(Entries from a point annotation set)
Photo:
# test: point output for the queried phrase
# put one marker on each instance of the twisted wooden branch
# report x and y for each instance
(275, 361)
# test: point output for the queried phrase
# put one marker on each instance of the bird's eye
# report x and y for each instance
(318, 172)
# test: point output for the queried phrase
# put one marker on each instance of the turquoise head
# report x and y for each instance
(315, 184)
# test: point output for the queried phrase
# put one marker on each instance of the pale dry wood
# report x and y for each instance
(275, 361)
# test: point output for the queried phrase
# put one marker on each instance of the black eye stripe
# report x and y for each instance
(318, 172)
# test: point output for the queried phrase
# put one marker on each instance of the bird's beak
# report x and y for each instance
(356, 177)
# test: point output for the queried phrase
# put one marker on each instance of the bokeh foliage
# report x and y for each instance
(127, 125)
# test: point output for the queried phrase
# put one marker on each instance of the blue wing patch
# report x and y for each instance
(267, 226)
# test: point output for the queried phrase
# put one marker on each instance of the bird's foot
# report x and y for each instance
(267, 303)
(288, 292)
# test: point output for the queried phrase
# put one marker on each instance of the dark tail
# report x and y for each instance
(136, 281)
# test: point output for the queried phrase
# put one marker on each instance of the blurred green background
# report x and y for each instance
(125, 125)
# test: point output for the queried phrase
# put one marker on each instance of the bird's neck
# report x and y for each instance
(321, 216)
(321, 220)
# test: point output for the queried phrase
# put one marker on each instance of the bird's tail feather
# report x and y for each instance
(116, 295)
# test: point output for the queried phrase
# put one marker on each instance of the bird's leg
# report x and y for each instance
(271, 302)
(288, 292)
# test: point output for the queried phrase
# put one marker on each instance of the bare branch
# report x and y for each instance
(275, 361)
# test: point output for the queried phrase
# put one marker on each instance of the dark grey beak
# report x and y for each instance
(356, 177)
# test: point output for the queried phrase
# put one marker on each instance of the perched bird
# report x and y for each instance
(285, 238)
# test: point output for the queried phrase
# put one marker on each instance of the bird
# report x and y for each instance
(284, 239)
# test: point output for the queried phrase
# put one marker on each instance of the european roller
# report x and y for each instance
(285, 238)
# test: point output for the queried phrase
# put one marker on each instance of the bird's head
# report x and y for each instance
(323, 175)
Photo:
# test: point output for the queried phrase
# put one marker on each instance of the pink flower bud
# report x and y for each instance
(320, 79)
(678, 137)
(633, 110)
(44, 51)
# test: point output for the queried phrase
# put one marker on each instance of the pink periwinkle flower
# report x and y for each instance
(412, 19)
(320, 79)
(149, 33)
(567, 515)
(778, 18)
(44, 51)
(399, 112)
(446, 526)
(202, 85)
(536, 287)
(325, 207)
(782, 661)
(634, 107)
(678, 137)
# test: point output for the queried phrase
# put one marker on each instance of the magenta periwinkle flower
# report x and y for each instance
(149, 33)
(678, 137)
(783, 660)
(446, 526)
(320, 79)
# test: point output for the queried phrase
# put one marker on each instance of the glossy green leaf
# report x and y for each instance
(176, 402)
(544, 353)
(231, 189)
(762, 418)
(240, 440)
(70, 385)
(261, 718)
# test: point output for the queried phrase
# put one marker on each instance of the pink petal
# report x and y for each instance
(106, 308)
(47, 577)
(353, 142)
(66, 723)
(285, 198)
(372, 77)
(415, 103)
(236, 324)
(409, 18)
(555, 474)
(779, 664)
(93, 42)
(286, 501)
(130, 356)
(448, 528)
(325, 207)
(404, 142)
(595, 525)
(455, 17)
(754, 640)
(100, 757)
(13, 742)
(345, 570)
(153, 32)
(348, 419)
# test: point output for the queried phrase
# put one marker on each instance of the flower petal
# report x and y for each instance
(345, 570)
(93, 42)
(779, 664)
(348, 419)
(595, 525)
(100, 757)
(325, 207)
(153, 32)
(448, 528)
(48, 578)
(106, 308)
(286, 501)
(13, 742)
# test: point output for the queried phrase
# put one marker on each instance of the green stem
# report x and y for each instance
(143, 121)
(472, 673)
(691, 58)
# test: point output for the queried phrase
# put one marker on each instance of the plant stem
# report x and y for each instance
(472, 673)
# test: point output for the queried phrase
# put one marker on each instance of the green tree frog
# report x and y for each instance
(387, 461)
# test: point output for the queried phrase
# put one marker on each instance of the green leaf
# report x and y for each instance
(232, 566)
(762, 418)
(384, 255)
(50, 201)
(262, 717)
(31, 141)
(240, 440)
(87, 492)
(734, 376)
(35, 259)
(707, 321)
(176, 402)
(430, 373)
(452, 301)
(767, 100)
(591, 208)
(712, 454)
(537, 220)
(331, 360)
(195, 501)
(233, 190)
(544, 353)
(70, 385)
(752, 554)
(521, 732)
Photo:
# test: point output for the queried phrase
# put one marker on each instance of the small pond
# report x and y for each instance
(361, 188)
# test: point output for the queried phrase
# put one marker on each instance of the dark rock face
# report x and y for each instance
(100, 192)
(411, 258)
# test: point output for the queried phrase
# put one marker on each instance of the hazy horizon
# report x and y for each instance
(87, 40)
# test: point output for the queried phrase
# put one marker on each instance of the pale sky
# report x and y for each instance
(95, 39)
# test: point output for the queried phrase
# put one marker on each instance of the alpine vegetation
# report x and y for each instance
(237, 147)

Exercise prompt> Repeat every record, keeping each word and mark exactly as it is.

Full solution>
Photo:
# test: point output for the queried phrase
# put one marker on each instance of the twisted wooden branch
# report x and y for each instance
(275, 361)
# test: point output for the queried phrase
# put one marker on each instance of the bird's eye
# report x and y for each instance
(318, 172)
# test: point output for the queried phrase
# put one marker on each instance of the turquoise head
# report x and y for each instance
(315, 184)
# test: point output for the queried phrase
# put one marker on each instance of the pale dry wood
# report x and y for each instance
(275, 361)
# test: point output for the queried phrase
# put one marker on each instance of the black eye stripe
# report x and y for each instance
(318, 172)
# test: point output for the queried phrase
# put one marker on each instance of the bird's beak
# report x and y for each instance
(356, 177)
# test: point output for the queried phrase
# put one marker on each instance of the bokeh foliage
# report x and y for each instance
(127, 125)
# test: point output for the queried phrase
# put one marker on each instance of the blue wing patch
# report x and y for each instance
(267, 226)
# test: point output for the queried phrase
# put one marker on each instance of the bird's foot
# report x and y for each instance
(267, 303)
(288, 292)
# test: point output for the queried phrase
# put one marker on each instance of the dark tail
# report x and y for each instance
(136, 281)
# test: point output for the queried phrase
# put one marker on each instance of the blurred green background
# report x and y for each instance
(125, 125)
# test: point output for the queried phrase
# put one marker on each instance of the bird's neck
# report x and y for each instance
(321, 216)
(321, 220)
# test: point output for the queried phrase
# put one marker on each instance of the bird's tail feather
# report x and y for each instance
(116, 295)
# test: point output for the queried phrase
# put one marker on each instance of the bird's leg
# report x and y for each instance
(271, 302)
(288, 292)
# test: point output for the queried phrase
# put one marker on each instance of the bare branch
# report x and y for each instance
(275, 361)
# test: point output for the queried phrase
# put one marker on each instance of the dark grey beak
# report x and y for each instance
(356, 177)
# test: point output for the queried phrase
# put one marker on each instance of the perched bird
# report x and y for each instance
(285, 238)
# test: point output for the queried phrase
# put one marker on each instance of the bird
# report x and y for each instance
(284, 239)
# test: point output for the queried phrase
# put one marker on each instance of the european roller
# report x and y for each instance
(285, 238)
# test: point output for the queried phrase
# put one marker on each instance of the bird's head
# report x and y for each instance
(323, 175)
Photo:
# test: point output for the queried phrase
# put one marker on each instance of the pink flower bud
# report x and y for each instance
(320, 79)
(678, 137)
(633, 110)
(44, 51)
# test: point output for the queried phrase
# put one marker on each instance of the pink periwinkle flower
# report x and y for each instance
(412, 19)
(320, 79)
(149, 33)
(567, 515)
(778, 18)
(44, 51)
(399, 112)
(446, 526)
(202, 85)
(536, 287)
(325, 207)
(782, 661)
(634, 107)
(678, 137)
# test: point output for the queried phrase
# put one marker on each instance of the magenta periwinkle flower
# report x and y for each instance
(149, 33)
(678, 137)
(783, 660)
(446, 526)
(320, 79)
# test: point output for the queried phrase
# put one marker on each instance of the glossy green leaf
# report x and y for each instance
(176, 402)
(544, 353)
(231, 189)
(762, 418)
(240, 440)
(70, 385)
(261, 718)
# test: point output for the queried phrase
# put one marker on each instance of the pink petal
# report x and y for each instance
(106, 308)
(47, 577)
(353, 142)
(66, 723)
(285, 198)
(372, 77)
(415, 103)
(236, 324)
(409, 18)
(555, 474)
(779, 664)
(93, 42)
(286, 501)
(130, 356)
(448, 528)
(325, 207)
(404, 142)
(595, 525)
(455, 17)
(754, 640)
(100, 757)
(13, 742)
(345, 570)
(153, 32)
(348, 419)
# test: point output for the queried phrase
# put one marker on each instance of the flower petal
# report x and y for each instance
(345, 570)
(93, 42)
(779, 664)
(348, 419)
(595, 525)
(100, 757)
(325, 207)
(153, 32)
(448, 528)
(48, 578)
(106, 308)
(286, 501)
(13, 742)
# test: point output for the queried phrase
# put one marker on each instance of the green stem
# report x and y for each instance
(143, 121)
(472, 673)
(691, 58)
# test: point output for the queried phrase
# put one marker on each instance of the plant stem
# report x and y for each instance
(472, 673)
# test: point output for the queried phrase
# put one marker on each instance of the green tree frog
# report x and y for each instance
(387, 461)
# test: point output for the queried phrase
# put one marker on each instance of the green leaf
# report x and y for each instance
(232, 566)
(762, 418)
(384, 255)
(50, 201)
(262, 717)
(31, 141)
(240, 440)
(87, 492)
(734, 376)
(35, 259)
(707, 321)
(176, 402)
(430, 373)
(452, 301)
(767, 100)
(591, 208)
(712, 454)
(537, 220)
(331, 360)
(195, 501)
(233, 190)
(544, 353)
(70, 385)
(752, 554)
(521, 732)
Photo:
# test: point output for the queried phrase
# put one marker on each instance of the small pond
# report x and y for each instance
(361, 188)
# test: point output for the queried phrase
# put one marker on each instance of the dark rock face
# report x and y for each instance
(100, 192)
(411, 258)
# test: point output for the queried phrase
# put one marker on each instance of the hazy horizon
# report x and y for each instance
(87, 40)
# test: point output for the queried phrase
# put one marker on each instance of the pale sky
# report x and y for each instance
(95, 39)
# test: point output for the queried phrase
# put one marker on each instance of the alpine vegetation
# report x and y for each instance
(237, 147)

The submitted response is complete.